> _CONSIGNE A_
Répondez aux questions suivantes d'après l'article sur les islamistes :
(i) Quelle fonction occupe Khalid Belkadir ?
(ii) Selon lui, pour quelle raison ces extrémistes ne viennent-ils généralement pas à la mosquée ?
(iii) De quel moyen ces djihadistes se servent-ils pour intégrer un réseau ?

> _EXTRAIT RETENU_
^^^^^^^^
Islamistes, combien de divisions ?
Guerre au Mali, Affaire Merah, caricatures, « cellule » cannoise… Les islamistes sont au cœur du débat public, renvoyant une image galvaudée de l’ensemble de la communauté musulmane.
« Assimilation d’une vingtaine de fous furieux à cinq millions de musulmans », « stigmatisation », « victimisation »… Ces mots reviennent sans cesse dans les bouches des musulmans interrogés lorsqu’on évoque avec eux l’intégrisme musulman et la représentation médiatique qu’il engendre. Même s’ils ne nient pas qu’il existe. « Il est simplement très difficile d’identifier ces extrémistes, explique Khalid Belkadir, le président du Conseil régional du culte musulman (CRCM). Généralement, ils ne viennent pas à la mosquée, pour eux cela relève de la trahison puisque l’Islam pratiqué y serait impur. » Souvent englués dans la violence ou passés par la case prison, pour nombre d’entre eux convertis sur le tas, ces djihadistes utilisent Internet pour intégrer un réseau très mouvant et invisible, ce qui les rend insaisissables, ou presque, pour le commun des mortels.
^^^^^^^^
> _ENTRÉES FOURNIES_
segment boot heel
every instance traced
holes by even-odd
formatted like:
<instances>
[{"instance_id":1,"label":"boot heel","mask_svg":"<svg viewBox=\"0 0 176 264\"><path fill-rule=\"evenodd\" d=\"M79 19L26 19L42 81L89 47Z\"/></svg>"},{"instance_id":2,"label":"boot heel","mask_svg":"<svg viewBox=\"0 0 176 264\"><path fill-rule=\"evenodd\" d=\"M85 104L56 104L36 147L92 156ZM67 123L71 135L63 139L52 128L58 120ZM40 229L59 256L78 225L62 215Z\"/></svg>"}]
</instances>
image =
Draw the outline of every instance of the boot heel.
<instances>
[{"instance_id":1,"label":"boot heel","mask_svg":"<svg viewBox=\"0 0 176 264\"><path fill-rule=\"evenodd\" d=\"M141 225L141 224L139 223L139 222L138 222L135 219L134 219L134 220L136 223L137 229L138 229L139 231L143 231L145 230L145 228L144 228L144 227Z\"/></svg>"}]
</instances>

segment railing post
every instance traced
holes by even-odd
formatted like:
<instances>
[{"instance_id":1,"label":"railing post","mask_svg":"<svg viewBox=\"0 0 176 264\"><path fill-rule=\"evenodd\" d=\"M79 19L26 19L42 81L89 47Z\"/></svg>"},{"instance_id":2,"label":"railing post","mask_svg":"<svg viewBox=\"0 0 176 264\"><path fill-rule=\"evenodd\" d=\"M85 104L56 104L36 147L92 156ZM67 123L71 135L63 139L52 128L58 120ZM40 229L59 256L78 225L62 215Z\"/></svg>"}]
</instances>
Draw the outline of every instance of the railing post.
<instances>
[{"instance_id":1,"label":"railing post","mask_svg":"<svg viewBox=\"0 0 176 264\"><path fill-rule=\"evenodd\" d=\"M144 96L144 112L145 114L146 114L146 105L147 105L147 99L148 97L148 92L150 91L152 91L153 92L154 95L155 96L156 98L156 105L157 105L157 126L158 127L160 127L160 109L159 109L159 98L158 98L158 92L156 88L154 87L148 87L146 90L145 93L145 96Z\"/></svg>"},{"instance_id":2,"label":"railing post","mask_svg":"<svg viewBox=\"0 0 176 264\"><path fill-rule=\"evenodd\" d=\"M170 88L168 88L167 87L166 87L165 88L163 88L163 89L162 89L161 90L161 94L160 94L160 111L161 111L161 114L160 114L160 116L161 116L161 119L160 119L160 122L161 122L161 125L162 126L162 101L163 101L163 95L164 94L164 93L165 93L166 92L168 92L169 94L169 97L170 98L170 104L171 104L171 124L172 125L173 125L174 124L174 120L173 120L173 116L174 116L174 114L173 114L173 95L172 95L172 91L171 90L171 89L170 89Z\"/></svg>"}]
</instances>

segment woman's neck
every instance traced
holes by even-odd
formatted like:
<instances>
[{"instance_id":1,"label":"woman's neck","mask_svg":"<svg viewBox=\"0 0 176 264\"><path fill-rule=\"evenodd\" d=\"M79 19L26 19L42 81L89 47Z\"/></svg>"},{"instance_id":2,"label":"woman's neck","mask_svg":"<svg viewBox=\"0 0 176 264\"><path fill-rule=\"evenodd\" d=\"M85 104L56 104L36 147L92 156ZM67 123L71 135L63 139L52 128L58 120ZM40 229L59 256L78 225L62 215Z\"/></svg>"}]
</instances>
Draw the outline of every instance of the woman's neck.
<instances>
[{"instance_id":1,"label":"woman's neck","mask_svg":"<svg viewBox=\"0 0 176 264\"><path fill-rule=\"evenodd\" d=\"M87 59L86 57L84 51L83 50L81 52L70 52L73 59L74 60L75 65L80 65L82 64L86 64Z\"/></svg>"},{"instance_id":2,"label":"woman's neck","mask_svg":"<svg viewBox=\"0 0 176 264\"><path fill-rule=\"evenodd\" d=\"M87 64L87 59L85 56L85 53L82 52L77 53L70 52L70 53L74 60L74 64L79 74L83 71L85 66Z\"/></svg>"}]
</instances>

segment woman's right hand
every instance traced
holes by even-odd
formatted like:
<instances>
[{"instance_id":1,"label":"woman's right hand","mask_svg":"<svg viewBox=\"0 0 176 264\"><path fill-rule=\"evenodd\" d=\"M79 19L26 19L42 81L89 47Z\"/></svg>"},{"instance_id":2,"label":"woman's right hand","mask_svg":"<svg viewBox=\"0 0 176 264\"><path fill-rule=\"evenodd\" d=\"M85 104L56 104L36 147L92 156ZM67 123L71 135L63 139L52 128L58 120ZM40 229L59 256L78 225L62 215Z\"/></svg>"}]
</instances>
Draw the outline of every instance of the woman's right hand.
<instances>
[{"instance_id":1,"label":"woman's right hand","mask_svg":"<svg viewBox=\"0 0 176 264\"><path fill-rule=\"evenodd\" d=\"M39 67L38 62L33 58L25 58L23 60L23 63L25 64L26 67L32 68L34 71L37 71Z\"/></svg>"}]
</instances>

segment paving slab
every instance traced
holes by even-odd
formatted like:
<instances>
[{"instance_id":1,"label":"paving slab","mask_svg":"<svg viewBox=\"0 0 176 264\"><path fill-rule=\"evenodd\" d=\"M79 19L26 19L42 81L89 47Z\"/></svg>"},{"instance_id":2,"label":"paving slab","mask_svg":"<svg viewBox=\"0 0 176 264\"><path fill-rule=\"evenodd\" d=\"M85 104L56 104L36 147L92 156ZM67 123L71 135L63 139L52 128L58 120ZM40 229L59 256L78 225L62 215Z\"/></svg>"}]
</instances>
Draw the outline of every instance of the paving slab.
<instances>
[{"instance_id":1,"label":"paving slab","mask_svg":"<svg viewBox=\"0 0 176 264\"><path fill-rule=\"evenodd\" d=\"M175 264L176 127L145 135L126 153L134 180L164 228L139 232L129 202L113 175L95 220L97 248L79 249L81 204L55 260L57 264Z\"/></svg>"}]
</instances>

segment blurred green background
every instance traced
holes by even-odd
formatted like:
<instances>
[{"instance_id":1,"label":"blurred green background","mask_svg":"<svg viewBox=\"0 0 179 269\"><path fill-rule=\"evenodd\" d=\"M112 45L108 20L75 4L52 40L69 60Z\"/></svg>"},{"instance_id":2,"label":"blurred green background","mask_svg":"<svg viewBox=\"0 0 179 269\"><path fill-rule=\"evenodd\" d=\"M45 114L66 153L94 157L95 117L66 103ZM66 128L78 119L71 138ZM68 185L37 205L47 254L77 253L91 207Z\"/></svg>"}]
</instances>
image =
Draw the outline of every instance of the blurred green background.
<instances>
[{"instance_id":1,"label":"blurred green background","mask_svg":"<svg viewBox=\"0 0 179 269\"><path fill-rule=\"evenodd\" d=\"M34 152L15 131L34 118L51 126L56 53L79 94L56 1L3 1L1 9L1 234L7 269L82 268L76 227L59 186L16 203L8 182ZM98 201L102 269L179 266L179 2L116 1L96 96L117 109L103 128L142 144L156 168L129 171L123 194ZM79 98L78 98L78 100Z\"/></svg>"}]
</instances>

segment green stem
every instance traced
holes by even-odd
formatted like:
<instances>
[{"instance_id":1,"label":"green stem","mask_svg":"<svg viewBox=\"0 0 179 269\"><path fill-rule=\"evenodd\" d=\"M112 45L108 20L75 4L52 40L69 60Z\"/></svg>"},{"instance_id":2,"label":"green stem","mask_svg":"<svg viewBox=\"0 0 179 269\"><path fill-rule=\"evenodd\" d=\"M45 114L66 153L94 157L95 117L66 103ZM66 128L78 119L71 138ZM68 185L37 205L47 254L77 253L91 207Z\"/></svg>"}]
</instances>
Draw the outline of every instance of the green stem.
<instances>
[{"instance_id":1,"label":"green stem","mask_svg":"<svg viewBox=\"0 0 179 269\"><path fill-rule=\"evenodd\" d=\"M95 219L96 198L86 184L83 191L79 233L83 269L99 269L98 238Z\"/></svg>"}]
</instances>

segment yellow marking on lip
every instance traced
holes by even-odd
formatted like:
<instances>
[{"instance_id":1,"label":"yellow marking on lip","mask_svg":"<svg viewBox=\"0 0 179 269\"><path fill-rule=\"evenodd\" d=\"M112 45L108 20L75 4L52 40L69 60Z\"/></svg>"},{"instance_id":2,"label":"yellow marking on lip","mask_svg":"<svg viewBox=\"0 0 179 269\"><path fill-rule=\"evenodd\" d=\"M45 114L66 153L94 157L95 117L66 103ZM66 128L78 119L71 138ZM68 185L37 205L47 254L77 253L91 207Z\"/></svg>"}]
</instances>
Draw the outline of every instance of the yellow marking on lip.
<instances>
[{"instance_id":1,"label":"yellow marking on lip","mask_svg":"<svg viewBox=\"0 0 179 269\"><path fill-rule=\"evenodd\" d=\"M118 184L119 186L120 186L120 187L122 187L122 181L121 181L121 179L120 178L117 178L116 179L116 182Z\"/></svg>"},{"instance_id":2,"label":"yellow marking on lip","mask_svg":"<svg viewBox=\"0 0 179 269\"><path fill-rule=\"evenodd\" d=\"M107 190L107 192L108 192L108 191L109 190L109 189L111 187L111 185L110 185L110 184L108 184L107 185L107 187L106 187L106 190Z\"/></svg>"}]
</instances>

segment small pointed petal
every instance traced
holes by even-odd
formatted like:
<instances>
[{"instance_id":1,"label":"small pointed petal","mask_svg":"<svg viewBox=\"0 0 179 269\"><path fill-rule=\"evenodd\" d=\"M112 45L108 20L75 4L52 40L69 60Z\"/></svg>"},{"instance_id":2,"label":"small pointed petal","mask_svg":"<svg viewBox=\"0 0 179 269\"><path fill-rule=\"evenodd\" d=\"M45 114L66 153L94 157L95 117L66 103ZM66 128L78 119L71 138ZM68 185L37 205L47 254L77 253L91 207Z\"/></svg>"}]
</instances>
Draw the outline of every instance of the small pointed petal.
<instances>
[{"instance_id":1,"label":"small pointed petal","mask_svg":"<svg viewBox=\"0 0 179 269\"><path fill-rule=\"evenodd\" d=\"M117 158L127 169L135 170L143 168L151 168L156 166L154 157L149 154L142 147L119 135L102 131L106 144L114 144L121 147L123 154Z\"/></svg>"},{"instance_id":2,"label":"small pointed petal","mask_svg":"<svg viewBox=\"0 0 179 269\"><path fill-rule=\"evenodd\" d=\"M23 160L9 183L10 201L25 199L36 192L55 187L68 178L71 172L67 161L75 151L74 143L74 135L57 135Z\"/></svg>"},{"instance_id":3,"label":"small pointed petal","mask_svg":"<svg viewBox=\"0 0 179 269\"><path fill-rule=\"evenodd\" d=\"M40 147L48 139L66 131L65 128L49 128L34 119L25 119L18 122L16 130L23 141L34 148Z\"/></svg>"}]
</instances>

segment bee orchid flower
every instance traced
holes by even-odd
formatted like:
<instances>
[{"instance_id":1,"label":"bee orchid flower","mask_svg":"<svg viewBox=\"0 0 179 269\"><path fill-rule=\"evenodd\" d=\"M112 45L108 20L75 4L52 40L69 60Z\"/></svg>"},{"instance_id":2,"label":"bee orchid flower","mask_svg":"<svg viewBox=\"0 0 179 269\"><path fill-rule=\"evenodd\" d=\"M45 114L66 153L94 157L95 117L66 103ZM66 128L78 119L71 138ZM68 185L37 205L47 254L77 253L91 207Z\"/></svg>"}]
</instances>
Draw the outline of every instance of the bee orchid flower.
^^^^^^^^
> _CONSIGNE B_
Reproduisez la partie des entrées qui s'ouvre sur la ligne contenant « segment bee orchid flower » et se poursuit jusqu'à la fin des entrées, bornes comprises, en substituant « fly orchid flower » à « bee orchid flower » partout, sans rien modifier d'autre.

> _RÉSULTAT ATTENDU A_
(i) Il est président du Conseil régional du culte musulman (CRCM).
(ii) Pour eux, cela relève de la trahison, puisque l'Islam qui y est pratiqué serait impur.
(iii) Ils utilisent Internet.

> _RÉSULTAT ATTENDU B_
segment fly orchid flower
every instance traced
holes by even-odd
formatted like:
<instances>
[{"instance_id":1,"label":"fly orchid flower","mask_svg":"<svg viewBox=\"0 0 179 269\"><path fill-rule=\"evenodd\" d=\"M112 45L108 20L75 4L52 40L69 60Z\"/></svg>"},{"instance_id":2,"label":"fly orchid flower","mask_svg":"<svg viewBox=\"0 0 179 269\"><path fill-rule=\"evenodd\" d=\"M45 114L66 153L94 157L95 117L66 103ZM66 128L78 119L71 138ZM68 185L37 205L47 254L77 253L91 207Z\"/></svg>"}]
</instances>
Draw the outline of every instance of the fly orchid flower.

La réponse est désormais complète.